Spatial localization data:
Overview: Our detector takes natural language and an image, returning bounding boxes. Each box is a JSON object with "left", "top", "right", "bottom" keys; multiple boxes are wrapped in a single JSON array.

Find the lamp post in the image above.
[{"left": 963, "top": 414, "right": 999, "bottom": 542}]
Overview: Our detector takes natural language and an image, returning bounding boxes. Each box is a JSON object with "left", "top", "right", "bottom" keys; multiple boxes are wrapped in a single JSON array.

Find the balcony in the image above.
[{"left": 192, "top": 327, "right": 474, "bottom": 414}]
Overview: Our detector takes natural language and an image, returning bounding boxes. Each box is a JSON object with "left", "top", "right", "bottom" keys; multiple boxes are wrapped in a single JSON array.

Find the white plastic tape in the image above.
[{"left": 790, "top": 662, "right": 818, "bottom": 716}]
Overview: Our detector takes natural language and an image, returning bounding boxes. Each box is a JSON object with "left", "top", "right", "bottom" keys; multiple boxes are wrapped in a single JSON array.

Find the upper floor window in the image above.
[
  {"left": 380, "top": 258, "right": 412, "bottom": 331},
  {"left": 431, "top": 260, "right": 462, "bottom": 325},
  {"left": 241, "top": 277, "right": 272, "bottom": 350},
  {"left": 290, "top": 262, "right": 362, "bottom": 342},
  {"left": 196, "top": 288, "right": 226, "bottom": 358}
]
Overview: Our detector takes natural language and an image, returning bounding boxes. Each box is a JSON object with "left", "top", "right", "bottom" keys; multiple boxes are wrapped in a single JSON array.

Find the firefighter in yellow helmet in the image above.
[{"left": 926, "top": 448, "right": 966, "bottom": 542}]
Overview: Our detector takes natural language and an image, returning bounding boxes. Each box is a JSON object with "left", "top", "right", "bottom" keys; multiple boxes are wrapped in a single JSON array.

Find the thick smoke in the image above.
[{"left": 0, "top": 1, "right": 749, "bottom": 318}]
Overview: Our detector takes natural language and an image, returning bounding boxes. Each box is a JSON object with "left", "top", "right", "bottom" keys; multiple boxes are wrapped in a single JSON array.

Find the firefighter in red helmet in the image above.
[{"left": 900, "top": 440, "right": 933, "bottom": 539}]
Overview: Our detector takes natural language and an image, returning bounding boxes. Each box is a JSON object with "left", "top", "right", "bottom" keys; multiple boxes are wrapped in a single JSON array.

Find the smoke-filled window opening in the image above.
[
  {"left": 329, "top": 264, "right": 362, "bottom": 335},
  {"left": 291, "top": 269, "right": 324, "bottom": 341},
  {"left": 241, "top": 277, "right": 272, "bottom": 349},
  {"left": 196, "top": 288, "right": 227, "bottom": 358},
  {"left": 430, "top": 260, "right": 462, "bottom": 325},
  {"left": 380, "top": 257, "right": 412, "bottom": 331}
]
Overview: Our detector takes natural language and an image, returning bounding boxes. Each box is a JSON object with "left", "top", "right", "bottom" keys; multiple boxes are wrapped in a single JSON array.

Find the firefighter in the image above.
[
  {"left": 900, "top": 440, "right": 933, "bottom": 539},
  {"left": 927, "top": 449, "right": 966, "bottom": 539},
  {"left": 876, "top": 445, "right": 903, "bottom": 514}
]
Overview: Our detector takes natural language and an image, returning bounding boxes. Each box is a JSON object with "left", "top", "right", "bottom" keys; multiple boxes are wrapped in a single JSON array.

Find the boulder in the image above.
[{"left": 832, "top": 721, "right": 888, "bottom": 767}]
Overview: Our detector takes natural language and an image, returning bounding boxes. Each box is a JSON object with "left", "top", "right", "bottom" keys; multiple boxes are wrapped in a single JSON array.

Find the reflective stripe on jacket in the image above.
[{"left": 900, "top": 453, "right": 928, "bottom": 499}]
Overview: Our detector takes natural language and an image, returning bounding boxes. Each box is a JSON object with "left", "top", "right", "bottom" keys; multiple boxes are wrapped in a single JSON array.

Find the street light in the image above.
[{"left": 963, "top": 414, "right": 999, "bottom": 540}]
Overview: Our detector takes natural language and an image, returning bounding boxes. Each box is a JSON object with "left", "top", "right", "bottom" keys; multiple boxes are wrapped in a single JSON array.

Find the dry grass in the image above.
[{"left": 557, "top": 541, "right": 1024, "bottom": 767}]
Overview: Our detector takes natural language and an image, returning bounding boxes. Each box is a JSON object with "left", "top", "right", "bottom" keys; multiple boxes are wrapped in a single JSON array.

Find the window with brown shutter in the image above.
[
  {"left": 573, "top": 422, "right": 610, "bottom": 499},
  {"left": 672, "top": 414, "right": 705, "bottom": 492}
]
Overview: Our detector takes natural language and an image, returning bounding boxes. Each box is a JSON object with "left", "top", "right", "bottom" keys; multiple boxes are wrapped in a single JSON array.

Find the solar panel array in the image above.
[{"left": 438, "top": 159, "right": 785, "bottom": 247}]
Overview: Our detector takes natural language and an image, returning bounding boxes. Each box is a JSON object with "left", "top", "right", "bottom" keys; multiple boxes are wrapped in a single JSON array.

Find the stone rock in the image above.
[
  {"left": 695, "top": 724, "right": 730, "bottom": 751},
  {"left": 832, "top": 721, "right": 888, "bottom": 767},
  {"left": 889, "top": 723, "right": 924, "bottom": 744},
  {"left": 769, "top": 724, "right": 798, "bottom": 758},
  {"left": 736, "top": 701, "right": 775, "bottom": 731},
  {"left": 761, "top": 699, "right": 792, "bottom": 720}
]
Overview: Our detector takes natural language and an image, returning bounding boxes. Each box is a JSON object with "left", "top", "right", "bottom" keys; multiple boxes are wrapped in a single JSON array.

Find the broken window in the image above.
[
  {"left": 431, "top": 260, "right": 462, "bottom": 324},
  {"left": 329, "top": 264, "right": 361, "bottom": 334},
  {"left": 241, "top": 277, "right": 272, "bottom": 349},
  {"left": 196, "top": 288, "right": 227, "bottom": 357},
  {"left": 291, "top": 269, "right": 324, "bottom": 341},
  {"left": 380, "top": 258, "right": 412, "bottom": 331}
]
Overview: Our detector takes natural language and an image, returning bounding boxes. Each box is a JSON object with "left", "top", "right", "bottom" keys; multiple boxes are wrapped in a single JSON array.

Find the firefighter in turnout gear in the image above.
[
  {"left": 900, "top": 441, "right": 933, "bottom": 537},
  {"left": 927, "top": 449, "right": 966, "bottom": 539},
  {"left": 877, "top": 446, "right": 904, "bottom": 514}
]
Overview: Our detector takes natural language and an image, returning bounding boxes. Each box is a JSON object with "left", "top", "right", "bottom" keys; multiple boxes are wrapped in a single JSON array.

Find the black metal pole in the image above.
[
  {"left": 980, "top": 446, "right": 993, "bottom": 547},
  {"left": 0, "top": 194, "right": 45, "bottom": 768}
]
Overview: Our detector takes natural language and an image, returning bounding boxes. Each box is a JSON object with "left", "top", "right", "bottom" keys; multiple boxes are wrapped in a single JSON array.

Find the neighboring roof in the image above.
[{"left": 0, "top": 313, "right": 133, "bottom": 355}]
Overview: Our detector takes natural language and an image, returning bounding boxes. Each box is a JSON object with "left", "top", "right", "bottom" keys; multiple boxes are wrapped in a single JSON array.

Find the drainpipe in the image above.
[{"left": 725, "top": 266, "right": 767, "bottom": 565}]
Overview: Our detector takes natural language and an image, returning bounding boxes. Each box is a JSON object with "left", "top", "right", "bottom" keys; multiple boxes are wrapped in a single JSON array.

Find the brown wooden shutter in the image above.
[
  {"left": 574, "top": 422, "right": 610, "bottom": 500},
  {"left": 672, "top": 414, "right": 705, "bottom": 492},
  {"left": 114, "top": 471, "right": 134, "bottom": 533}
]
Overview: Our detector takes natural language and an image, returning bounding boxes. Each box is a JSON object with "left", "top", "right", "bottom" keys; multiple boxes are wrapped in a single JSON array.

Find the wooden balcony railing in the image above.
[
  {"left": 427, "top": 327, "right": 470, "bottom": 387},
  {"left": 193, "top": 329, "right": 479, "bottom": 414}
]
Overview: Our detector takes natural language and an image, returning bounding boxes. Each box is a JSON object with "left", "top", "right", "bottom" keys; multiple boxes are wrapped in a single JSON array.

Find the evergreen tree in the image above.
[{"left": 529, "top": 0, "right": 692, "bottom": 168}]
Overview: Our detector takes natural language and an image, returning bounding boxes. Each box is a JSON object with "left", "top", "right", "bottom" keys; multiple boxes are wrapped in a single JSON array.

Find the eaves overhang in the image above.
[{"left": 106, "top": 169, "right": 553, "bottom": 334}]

- Problem statement -
Using the entries above, restate word for word every line from the one that contains "Find the wooden" through the last.

- Answer section -
Find the wooden balcony railing in the image above.
[
  {"left": 427, "top": 327, "right": 470, "bottom": 387},
  {"left": 193, "top": 329, "right": 479, "bottom": 414}
]
Overview: Our detector takes natural language and an image, returning bounding boxes. Each box is a JSON object with "left", "top", "right", "bottom" keys; multiple boxes are wrapped in a single JSON array.

Find the evergreen tree in the image above.
[{"left": 529, "top": 0, "right": 692, "bottom": 168}]
Overview: Our detector takes natural language and an image, returning bounding boxes. Each box is a JSON object with "left", "top", "right", "bottom" keys; multiple boxes are wrapped in a single JSON array.

Find the eaves overhang in the image above.
[{"left": 106, "top": 169, "right": 553, "bottom": 334}]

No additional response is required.